(AIM OF THE TASK)
Pick out every line in the records below that contains the word "window", and copy each of those lines.

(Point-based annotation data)
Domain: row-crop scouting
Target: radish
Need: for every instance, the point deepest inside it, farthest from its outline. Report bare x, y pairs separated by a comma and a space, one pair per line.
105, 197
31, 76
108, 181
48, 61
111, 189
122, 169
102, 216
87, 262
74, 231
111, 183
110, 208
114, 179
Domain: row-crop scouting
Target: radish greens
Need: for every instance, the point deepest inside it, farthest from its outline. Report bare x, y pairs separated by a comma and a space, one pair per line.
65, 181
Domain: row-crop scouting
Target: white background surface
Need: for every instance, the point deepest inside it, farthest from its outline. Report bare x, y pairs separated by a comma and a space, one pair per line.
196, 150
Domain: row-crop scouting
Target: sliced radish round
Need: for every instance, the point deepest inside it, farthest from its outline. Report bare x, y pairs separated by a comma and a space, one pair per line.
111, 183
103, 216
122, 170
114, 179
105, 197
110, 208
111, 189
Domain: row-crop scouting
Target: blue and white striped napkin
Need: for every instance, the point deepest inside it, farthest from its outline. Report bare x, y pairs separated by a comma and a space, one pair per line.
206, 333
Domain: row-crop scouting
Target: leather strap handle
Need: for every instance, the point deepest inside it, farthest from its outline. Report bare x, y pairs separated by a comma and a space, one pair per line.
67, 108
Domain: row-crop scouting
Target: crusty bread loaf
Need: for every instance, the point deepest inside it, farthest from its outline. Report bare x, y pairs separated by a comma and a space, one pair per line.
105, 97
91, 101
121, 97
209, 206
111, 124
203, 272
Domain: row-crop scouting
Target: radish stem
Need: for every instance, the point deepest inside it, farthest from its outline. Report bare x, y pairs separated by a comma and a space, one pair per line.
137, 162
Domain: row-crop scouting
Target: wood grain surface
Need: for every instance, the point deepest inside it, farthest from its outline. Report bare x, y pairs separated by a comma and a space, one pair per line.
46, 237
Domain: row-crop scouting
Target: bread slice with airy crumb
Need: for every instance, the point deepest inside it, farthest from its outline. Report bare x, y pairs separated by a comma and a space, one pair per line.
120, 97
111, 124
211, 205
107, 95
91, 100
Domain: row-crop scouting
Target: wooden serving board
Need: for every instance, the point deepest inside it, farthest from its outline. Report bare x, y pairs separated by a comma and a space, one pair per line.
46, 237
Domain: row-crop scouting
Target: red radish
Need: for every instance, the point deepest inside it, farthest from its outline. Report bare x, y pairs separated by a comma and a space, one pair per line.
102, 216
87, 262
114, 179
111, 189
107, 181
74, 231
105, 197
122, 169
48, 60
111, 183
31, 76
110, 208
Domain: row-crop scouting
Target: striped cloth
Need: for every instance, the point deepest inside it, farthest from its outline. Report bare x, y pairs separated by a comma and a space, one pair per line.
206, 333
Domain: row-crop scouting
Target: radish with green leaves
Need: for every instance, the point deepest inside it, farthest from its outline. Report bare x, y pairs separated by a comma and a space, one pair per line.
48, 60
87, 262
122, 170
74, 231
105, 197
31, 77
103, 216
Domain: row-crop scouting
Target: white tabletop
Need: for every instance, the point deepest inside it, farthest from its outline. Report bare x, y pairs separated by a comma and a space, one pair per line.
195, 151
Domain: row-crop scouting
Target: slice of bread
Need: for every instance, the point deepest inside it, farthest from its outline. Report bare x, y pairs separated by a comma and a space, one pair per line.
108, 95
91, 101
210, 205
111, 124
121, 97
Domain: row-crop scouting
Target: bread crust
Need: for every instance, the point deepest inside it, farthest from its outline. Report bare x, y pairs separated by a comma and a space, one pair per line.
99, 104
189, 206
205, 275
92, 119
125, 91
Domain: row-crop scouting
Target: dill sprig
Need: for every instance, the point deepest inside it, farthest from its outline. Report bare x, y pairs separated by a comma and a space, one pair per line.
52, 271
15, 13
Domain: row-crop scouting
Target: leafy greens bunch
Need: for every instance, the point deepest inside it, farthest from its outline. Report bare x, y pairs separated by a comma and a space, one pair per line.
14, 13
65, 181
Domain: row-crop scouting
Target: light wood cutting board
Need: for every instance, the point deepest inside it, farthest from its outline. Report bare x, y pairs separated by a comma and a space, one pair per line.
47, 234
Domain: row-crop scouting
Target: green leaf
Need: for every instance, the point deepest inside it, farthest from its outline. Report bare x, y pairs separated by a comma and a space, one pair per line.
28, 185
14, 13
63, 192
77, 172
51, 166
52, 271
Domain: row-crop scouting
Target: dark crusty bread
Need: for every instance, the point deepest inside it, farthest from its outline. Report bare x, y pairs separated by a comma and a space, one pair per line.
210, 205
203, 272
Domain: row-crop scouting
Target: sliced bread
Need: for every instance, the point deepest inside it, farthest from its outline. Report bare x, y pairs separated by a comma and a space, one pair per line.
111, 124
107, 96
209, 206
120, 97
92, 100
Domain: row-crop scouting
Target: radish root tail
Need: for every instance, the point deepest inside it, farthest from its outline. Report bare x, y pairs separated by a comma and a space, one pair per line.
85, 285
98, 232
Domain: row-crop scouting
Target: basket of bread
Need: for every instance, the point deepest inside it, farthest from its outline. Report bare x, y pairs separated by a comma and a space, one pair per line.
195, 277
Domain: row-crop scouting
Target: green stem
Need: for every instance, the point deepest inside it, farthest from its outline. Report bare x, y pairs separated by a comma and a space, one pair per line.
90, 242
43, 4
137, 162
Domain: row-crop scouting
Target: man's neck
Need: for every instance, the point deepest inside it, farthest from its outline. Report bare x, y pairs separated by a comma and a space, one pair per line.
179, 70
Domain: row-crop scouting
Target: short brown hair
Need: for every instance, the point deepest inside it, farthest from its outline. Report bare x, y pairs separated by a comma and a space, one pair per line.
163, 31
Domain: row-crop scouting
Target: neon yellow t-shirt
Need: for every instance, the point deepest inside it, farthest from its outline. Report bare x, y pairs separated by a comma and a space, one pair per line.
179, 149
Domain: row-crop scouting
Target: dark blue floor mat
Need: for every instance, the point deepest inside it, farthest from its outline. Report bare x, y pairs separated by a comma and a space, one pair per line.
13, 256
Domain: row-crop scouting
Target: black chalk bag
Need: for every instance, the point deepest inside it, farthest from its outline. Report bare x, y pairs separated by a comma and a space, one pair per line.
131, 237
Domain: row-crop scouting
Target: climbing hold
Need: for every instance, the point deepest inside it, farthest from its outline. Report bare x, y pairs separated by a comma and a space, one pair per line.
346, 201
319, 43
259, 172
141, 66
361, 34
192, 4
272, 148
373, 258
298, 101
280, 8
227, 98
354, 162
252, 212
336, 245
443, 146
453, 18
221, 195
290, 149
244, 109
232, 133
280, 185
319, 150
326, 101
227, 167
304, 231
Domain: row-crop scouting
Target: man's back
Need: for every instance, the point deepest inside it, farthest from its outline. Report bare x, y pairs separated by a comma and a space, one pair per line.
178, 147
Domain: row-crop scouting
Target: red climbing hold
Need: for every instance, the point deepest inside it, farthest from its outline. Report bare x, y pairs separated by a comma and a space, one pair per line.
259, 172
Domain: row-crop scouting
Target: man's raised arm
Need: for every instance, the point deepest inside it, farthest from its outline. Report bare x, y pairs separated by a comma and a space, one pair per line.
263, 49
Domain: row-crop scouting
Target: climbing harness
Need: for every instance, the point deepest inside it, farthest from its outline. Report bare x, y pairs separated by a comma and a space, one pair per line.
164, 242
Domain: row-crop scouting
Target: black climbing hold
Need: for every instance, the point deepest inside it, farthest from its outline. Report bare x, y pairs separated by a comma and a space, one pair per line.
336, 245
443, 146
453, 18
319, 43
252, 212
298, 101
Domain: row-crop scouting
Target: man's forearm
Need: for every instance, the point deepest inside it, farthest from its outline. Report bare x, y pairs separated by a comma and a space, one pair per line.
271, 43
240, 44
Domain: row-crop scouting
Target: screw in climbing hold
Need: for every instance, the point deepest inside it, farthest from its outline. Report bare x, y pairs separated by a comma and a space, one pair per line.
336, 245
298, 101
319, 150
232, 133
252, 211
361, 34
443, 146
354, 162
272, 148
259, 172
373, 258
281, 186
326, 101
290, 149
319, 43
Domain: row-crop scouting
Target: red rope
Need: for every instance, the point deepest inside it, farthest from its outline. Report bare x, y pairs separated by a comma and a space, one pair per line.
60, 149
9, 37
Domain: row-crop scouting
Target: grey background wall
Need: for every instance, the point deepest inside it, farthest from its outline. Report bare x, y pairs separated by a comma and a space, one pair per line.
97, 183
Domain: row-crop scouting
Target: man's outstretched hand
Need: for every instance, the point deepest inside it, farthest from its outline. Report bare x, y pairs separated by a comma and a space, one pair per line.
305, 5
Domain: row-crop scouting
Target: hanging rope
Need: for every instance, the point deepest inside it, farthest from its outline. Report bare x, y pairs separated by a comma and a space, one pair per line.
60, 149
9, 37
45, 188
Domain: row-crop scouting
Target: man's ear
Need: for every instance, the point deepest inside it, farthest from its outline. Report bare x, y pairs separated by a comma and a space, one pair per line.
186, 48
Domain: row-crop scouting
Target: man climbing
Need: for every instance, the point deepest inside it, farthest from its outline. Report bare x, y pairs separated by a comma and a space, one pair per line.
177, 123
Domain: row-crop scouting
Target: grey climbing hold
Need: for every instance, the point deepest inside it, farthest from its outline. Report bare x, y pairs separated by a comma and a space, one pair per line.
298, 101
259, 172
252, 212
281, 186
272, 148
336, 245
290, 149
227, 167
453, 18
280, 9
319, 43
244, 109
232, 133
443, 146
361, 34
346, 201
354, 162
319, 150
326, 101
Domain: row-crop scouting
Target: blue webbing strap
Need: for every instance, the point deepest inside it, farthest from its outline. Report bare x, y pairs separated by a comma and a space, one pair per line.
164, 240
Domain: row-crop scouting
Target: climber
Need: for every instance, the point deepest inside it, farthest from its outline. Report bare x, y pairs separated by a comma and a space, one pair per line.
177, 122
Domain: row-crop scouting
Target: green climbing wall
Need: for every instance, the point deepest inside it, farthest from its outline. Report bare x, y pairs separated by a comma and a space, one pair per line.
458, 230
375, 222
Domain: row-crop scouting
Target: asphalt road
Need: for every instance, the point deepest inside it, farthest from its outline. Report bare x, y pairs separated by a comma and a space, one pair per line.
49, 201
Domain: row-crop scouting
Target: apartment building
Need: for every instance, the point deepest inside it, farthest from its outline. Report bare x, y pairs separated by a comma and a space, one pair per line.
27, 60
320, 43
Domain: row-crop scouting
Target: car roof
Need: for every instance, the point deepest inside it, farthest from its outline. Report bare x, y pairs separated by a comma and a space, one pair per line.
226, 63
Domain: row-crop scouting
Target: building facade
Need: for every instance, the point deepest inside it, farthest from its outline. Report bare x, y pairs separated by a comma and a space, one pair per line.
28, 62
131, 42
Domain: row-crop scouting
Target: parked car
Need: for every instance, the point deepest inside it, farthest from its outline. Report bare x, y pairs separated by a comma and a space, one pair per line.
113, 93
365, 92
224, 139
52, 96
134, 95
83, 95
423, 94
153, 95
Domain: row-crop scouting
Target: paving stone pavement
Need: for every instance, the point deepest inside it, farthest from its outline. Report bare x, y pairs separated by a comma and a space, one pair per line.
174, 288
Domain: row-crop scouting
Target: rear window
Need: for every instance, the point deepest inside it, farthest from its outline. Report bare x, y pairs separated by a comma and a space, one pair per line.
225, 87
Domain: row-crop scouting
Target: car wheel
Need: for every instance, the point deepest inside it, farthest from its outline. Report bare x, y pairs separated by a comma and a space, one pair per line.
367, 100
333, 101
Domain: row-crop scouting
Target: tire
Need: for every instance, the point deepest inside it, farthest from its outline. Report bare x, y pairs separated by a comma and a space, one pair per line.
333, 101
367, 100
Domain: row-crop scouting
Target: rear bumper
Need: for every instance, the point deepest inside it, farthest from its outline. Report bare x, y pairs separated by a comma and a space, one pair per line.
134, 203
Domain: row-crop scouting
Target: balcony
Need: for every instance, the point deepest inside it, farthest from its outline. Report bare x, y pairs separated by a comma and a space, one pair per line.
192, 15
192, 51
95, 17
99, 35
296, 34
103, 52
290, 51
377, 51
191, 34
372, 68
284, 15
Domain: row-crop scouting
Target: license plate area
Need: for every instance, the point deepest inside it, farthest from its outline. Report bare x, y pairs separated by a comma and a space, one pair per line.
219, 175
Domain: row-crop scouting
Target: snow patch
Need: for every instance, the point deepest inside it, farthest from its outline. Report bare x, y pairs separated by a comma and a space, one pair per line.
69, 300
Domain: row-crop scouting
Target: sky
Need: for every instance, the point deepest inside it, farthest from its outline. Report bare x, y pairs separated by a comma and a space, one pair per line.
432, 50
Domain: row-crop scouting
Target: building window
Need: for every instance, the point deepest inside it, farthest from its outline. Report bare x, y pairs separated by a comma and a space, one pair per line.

(SOLUTION TO THIS PROBLEM)
Target: rear window
Target: building window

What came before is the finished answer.